■ **Written instruction**
Write out every line of the records below word for word, changing nothing.

**** Record excerpts

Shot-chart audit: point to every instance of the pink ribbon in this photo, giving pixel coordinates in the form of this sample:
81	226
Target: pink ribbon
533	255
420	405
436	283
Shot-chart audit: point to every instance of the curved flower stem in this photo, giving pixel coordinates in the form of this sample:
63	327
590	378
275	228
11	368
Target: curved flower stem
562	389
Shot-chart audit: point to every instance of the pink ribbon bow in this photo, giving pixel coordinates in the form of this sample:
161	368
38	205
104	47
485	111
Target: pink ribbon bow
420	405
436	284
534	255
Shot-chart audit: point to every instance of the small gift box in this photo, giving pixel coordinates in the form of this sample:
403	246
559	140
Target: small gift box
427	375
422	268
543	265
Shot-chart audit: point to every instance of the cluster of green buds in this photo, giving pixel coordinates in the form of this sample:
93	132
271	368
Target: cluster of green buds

********

■ **Output for this exercise**
Shot-chart audit: point to every instance of the pink ribbon in this photo, giving pixel coordinates in the form of this sample:
81	226
Target: pink ribbon
533	255
420	405
436	283
Shot-chart audit: point to every instance of the curved flower stem in this photo, giving pixel coordinates in the form of this sample:
63	327
590	378
275	228
11	368
Target: curved flower stem
562	389
Shot-chart audit: point to every instance of the pink ribbon bow in this photo, giving pixel coordinates in the form of this sample:
161	368
38	205
104	47
485	111
Target: pink ribbon bow
420	405
436	284
534	255
Shot-chart audit: point to every instance of the small gift box in this photo, giving pixel coordinates in the form of this sample:
403	246
559	140
Target: small gift box
427	375
422	268
543	265
Shot-chart audit: point to every instance of the cluster of green buds in this photo, giving pixel coordinates in the form of this sample:
93	132
271	368
Target: cluster of green buds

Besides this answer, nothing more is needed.